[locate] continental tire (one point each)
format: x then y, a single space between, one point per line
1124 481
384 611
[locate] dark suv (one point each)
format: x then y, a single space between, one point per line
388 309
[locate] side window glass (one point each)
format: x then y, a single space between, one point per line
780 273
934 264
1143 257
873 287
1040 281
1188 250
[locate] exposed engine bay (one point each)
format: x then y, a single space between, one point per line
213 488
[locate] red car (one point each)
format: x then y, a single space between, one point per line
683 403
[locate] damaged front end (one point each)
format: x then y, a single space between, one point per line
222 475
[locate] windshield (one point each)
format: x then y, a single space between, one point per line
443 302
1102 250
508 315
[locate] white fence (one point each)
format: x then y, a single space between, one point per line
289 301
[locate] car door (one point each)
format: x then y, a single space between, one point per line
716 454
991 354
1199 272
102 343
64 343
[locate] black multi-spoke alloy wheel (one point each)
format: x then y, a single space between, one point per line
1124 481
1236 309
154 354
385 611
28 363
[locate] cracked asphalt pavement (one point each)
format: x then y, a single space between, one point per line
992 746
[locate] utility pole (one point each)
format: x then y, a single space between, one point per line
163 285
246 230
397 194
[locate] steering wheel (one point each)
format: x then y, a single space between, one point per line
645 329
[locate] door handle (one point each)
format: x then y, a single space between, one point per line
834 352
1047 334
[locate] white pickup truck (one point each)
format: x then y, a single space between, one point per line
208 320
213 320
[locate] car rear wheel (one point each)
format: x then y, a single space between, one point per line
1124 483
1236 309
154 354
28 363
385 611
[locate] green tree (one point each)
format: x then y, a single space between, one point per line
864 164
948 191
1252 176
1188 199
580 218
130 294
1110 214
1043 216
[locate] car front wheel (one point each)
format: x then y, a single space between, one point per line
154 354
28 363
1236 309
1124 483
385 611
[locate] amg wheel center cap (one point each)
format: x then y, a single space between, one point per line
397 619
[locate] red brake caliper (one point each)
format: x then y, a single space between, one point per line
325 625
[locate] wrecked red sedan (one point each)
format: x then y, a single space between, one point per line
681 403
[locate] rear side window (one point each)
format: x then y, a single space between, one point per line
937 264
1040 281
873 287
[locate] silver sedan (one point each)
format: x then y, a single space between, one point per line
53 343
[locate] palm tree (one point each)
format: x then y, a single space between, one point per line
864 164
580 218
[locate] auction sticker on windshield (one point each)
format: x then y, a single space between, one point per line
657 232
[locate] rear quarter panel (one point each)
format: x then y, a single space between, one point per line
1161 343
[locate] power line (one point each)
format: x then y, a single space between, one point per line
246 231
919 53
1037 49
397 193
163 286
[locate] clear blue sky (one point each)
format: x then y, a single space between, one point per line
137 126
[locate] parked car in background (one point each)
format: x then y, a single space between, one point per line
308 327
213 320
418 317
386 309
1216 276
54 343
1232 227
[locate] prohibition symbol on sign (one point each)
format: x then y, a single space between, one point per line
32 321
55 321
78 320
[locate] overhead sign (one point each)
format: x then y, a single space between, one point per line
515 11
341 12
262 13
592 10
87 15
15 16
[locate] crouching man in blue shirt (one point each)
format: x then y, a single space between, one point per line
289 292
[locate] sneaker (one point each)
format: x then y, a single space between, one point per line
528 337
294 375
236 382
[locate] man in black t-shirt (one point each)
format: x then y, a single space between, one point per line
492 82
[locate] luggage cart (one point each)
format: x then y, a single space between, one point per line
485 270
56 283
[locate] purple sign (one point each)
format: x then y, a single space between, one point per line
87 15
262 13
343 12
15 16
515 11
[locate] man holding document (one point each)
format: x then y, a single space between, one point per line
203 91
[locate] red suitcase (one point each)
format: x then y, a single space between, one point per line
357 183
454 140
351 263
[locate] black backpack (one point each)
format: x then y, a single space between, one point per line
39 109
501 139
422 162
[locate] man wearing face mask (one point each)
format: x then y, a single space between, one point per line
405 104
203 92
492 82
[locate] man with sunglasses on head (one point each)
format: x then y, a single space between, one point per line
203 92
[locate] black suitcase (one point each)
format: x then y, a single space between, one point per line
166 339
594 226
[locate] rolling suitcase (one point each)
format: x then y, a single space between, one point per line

=====

Work instructions
Output as a numbered list, skipping blank lines, the rows starting at the line that contains "[locate] man with" and ending at the last line of the rows, both included.

Output of the task
1. [locate] man with sunglasses on head (one point each)
2. format: x then y, a single space between, one point per line
3. 203 92
4. [locate] black suitcase (one point each)
5. format: x then y, a single space between, one point per line
6. 166 339
7. 594 226
8. [locate] rolling suitcase (one point each)
9. format: x then y, a single space between, one point per line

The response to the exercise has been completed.